▸ **Work request**: Starting at the line that contains "paving visible in", restate every line word for word through the end of the entries.

▸ **Data shown**:
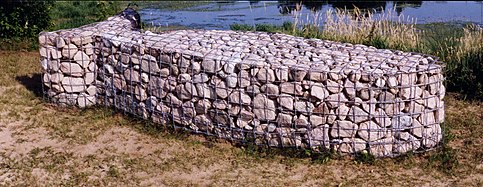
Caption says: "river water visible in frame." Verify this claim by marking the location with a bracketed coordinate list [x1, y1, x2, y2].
[139, 1, 483, 30]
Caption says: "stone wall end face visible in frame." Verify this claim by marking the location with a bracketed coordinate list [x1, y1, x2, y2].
[40, 11, 445, 157]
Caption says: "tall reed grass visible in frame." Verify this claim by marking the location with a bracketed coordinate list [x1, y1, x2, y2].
[440, 24, 483, 99]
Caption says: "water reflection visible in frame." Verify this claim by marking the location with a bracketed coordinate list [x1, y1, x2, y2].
[139, 1, 483, 30]
[277, 0, 423, 15]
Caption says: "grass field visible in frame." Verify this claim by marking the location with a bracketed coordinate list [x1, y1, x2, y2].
[0, 51, 481, 186]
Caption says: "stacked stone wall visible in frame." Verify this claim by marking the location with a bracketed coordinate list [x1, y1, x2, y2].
[40, 12, 445, 157]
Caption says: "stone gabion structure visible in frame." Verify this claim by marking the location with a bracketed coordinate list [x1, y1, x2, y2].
[40, 11, 445, 157]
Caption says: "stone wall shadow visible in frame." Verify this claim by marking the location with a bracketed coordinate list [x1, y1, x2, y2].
[16, 73, 43, 98]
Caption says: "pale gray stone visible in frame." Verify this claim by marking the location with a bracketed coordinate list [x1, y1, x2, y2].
[147, 77, 167, 99]
[410, 119, 424, 138]
[60, 62, 83, 77]
[261, 84, 279, 95]
[417, 110, 436, 126]
[124, 69, 141, 83]
[223, 63, 236, 74]
[257, 68, 276, 83]
[62, 44, 78, 59]
[398, 73, 417, 86]
[276, 113, 292, 126]
[212, 100, 228, 110]
[373, 108, 392, 127]
[84, 72, 95, 84]
[294, 101, 315, 114]
[348, 106, 369, 123]
[77, 93, 96, 108]
[226, 73, 237, 88]
[336, 138, 366, 153]
[326, 79, 342, 94]
[368, 137, 393, 157]
[134, 85, 147, 101]
[253, 94, 276, 121]
[358, 120, 386, 142]
[290, 69, 307, 81]
[238, 70, 251, 87]
[141, 55, 161, 74]
[428, 74, 442, 95]
[336, 104, 350, 120]
[192, 73, 209, 83]
[275, 67, 289, 82]
[391, 115, 413, 131]
[49, 48, 62, 59]
[195, 99, 211, 114]
[310, 83, 329, 100]
[280, 82, 303, 95]
[400, 86, 422, 100]
[308, 71, 327, 82]
[43, 72, 64, 84]
[86, 85, 96, 96]
[309, 115, 326, 126]
[158, 67, 169, 77]
[330, 120, 357, 138]
[228, 90, 251, 105]
[383, 99, 405, 117]
[83, 43, 94, 55]
[277, 94, 294, 110]
[61, 77, 86, 93]
[55, 37, 66, 48]
[194, 114, 213, 131]
[374, 78, 385, 88]
[325, 93, 347, 109]
[362, 98, 377, 114]
[387, 76, 398, 88]
[202, 58, 221, 73]
[178, 73, 191, 83]
[74, 51, 91, 68]
[306, 124, 330, 148]
[71, 34, 93, 46]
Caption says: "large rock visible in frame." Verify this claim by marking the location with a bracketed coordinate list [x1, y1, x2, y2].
[306, 124, 330, 148]
[280, 82, 303, 95]
[335, 138, 366, 153]
[294, 101, 315, 114]
[62, 44, 78, 59]
[347, 106, 369, 123]
[60, 62, 84, 77]
[43, 72, 64, 84]
[310, 83, 329, 100]
[61, 77, 86, 93]
[257, 68, 276, 83]
[358, 120, 386, 142]
[141, 55, 161, 74]
[253, 94, 276, 121]
[73, 51, 90, 68]
[330, 120, 357, 138]
[368, 137, 393, 157]
[325, 93, 348, 109]
[228, 90, 251, 105]
[277, 94, 294, 110]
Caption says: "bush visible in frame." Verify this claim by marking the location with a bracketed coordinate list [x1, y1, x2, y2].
[0, 0, 54, 38]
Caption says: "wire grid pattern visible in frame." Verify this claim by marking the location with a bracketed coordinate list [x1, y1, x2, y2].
[39, 13, 445, 157]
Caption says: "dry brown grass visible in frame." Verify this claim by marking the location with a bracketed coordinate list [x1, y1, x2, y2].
[0, 51, 482, 186]
[289, 7, 420, 51]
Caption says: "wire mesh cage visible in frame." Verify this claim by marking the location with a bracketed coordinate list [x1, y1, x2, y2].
[39, 11, 445, 158]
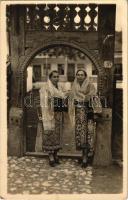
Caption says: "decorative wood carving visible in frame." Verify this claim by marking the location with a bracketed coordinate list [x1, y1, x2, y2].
[25, 4, 98, 32]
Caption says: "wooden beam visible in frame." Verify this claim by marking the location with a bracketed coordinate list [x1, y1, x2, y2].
[9, 5, 25, 106]
[94, 5, 116, 166]
[98, 4, 116, 108]
[25, 31, 98, 50]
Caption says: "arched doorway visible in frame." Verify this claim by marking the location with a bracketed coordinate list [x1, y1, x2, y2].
[19, 40, 105, 104]
[18, 41, 105, 155]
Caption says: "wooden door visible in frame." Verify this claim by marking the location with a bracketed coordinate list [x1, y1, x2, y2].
[67, 63, 75, 82]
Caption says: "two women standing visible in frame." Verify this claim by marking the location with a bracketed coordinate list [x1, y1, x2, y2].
[39, 69, 100, 167]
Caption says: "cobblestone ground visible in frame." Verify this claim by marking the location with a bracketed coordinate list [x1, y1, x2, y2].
[8, 156, 122, 194]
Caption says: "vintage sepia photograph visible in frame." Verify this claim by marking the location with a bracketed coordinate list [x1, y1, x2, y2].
[0, 0, 127, 199]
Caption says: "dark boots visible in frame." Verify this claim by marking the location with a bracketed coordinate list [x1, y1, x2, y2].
[48, 150, 60, 167]
[81, 148, 88, 168]
[87, 155, 94, 166]
[80, 147, 94, 168]
[54, 150, 60, 164]
[49, 153, 55, 167]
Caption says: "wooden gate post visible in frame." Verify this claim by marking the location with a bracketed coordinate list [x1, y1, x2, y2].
[94, 5, 116, 166]
[8, 5, 25, 156]
[98, 4, 116, 106]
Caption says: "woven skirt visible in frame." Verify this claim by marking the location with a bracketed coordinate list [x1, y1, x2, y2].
[75, 102, 96, 157]
[36, 111, 63, 152]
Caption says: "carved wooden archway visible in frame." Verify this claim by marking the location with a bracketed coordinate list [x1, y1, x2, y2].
[18, 39, 106, 107]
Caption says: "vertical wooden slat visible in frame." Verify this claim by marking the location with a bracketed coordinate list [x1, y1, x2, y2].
[98, 4, 116, 108]
[94, 5, 116, 165]
[9, 5, 26, 156]
[10, 5, 25, 106]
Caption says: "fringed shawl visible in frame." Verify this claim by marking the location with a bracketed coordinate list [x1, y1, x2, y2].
[70, 77, 96, 101]
[68, 77, 96, 127]
[39, 79, 65, 131]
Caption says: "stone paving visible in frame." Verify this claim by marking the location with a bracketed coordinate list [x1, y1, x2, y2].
[8, 156, 122, 194]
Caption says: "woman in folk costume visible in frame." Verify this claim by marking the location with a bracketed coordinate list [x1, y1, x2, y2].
[39, 70, 66, 167]
[69, 69, 101, 168]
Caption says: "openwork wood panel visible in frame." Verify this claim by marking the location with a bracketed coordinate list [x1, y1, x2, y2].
[25, 4, 98, 31]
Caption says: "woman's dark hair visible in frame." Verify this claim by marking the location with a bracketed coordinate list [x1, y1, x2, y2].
[76, 69, 87, 77]
[49, 70, 59, 79]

▸ **Response below**:
Caption says: "stone paving visible in frame." Verify this claim by marking the location with a bracketed coordinate list [x1, y1, x2, y2].
[8, 156, 122, 194]
Caption says: "woman in folk costume visible in frame." Verify this claim by marking the location with a bracketed coordinate list [x1, y1, x2, y2].
[39, 70, 66, 167]
[69, 69, 101, 168]
Caption says: "openwork wood panel visible in frame." Verify this claim by marking the location with a bracketed coordinate list [x1, y1, x2, y2].
[25, 4, 98, 31]
Caption says: "woman's dark hair visible in frame." Verify this claim by marking the location with a bracketed coordinate list [x1, y1, x2, y2].
[76, 69, 87, 77]
[49, 70, 59, 79]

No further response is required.